### Quoted passage ###
We're also not going to separate suggestions into 2-seat and 4-seat choices, because at this price point, the 4-seat options are essentially 2-seat aircraft with extra cabin space, given horsepower options and useful load.
Photo: Brad Thornberg
From the forum thread "Ultimate PA-22 Dream Build"
Certified aircraft are factory-built and FAA-approved, making them a safer investment with known maintenance records and a strong support network for parts and repairs. While not all certified planes are ready for the backcountry out of the box, many can be modified with bolt-on modifications like big tires, STOL kits, longer props, and gear reinforcements to enhance their off-airport capabilities.
Tough and surprisingly capable in trike form, even more so when converted to a taildragger; one of the best budget-friendly options, enjoying a comprehensive parts and modifications ecosystem. The nosegear on the trike version is integral with the engine mount, a much stronger design than the Cessna 172 to which it is often compared.
"For 80K you can get a nice Pacer that will do the job and also teach you how to be a decent taildragger pilot along the way."
"They are great airplanes, but they are not that much faster than a cub with all the goodies, the back seat is cramped for full size adults, and the over-the-nose visibility is not very good. My kids are less than 100lbs combined at the moment, so it works perfect for us."
There is a large community of short-wing Piper owners/pilots, and a good amount of content out there to study. Here's a great walk-around/cockpit intro video by photographer and pilot Nathan Norby of the Pacer owned by him and his friend Al Pawling:
A solid 4-seat Cadillac of the sky, the 108 comes in 3 variants (-1,-2,-3), most equipped with Franklin engines from 150-165hp. Some aircraft were upgraded over the years to the Franklin 220, Lycoming O-360, and even the powerful Continental O-470, though at expense to useful load. One notable structural change to the 108-3 is the larger vertical stabilizer.
###
Problems →
a: Write out the passage on budget backcountry aircraft from "We're also not" up to and including "and useful load.".
b: List the bolt-on modifications that the passage on budget backcountry aircraft names for improving the off-airport capabilities of certified planes.
c: Carry on the passage on budget backcountry aircraft, beginning after its final sentence.
### Data lines ###
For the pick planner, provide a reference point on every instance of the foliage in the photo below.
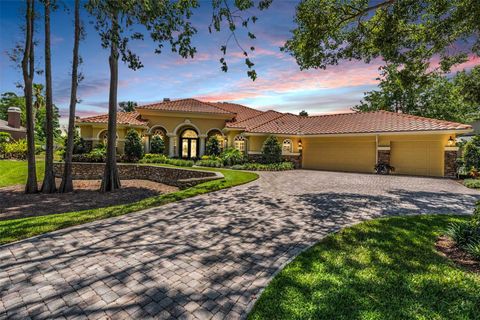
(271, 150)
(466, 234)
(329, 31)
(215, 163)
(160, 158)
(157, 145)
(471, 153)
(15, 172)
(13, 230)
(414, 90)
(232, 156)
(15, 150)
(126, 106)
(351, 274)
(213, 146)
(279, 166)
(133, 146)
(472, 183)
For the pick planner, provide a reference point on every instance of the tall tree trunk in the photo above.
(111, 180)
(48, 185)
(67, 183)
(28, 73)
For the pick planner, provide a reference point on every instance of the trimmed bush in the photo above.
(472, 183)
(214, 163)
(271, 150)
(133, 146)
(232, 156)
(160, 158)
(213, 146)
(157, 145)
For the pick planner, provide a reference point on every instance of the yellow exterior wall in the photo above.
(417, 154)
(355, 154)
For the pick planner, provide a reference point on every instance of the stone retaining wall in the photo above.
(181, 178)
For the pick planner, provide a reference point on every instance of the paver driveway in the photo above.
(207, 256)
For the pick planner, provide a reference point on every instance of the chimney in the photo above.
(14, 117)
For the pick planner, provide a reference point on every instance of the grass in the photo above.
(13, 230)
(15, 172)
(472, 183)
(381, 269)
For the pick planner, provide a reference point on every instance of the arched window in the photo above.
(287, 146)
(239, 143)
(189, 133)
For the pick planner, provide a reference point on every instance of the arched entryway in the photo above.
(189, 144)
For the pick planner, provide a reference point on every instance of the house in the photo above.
###
Exercise responses →
a:
We're also not going to separate suggestions into 2-seat and 4-seat choices, because at this price point, the 4-seat options are essentially 2-seat aircraft with extra cabin space, given horsepower options and useful load.

b: big tires, STOL kits, longer props, gear reinforcements

c:
"My 108 has never let me down, even up at high density altitudes during summer in the Rockies. It's been even better since I swapped the Franklin 165 for an O-360."
"I have an O-360 Stinson 108-2. For under 100K it's tough to find anything better... I climb at 1000fpm at DA's in the 3000 ft range. Takeoff in under 350'. Cruise faster than a Cub (105-120mph depending on prop pitch)."
"...if I had to choose between a Pacer, Clipper or Stinson all with the bigger engines, I'd go with a Stinson. Much more robust of an aircraft, and larger cabin area. The 108 on bushwheels...sexy!."
While the market on the desirable "B" model of the seminal Cessna 4-seater has skyrocketed, with even the stock 145hp engine models being listed north of $90k, its two predecessors the Cessna 170 and 170A remain attainable. What's the difference? The B-model added some design improvements to the wing like larger Fowler flaps (slide on slotted tracks vs simple hinge), increased dihedral, and washout for overall safer flight characteristics. It also added balanced elevators and a better heater, and in later models, stiffer gear legs. You can read more about Cessna 170 model distinctions on the Cessna 170 Knowledge Base entry.
But the 170A is still a great airplane, and you won't miss the incremental improvements. Many have received all the non-factory STCd improvements that B-models have like STOL wing cuffs and longer props. Some of them have even been upgraded to larger engines. It flies like a Cessna, with perhaps a little more adverse yaw. Enjoy some Cessna 170A footage in the classic BackcountryPilot Film "Fool's Errand."
Matt Schumacher flying his Cessna 170A "Sherbet" in the Chugach mountains of Alaska.
Cessna's beloved 2-seat taildraggers from the late 1940s are proven backcountry explorers, even in spite of their modest powerplants. Most models can be found with C-85/C-90 Continentals, but a select few have been upgraded to larger motors, at the expense of useful load. The fleet is old and pre-buy inspections are critical to avoid expensive airframe repairs such as corrosion or gearbox cracking from the last wiseguy who thought it was a good idea to land the baby head-sized rocks along the river with only 8.50s to cushion the ride.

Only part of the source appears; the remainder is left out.